◆ What the exercise asks: Reproduce the listing below, swapping every occurrence of "single" for "solitary" and leaving all other text unchanged.
——————————
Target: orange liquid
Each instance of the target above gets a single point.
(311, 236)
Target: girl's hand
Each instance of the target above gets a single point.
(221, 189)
——————————
◆ Answer to this problem:
Target: orange liquid
Each instance of the target above gets a solitary point.
(311, 236)
Target: girl's hand
Each instance of the target above gets a solitary point.
(221, 189)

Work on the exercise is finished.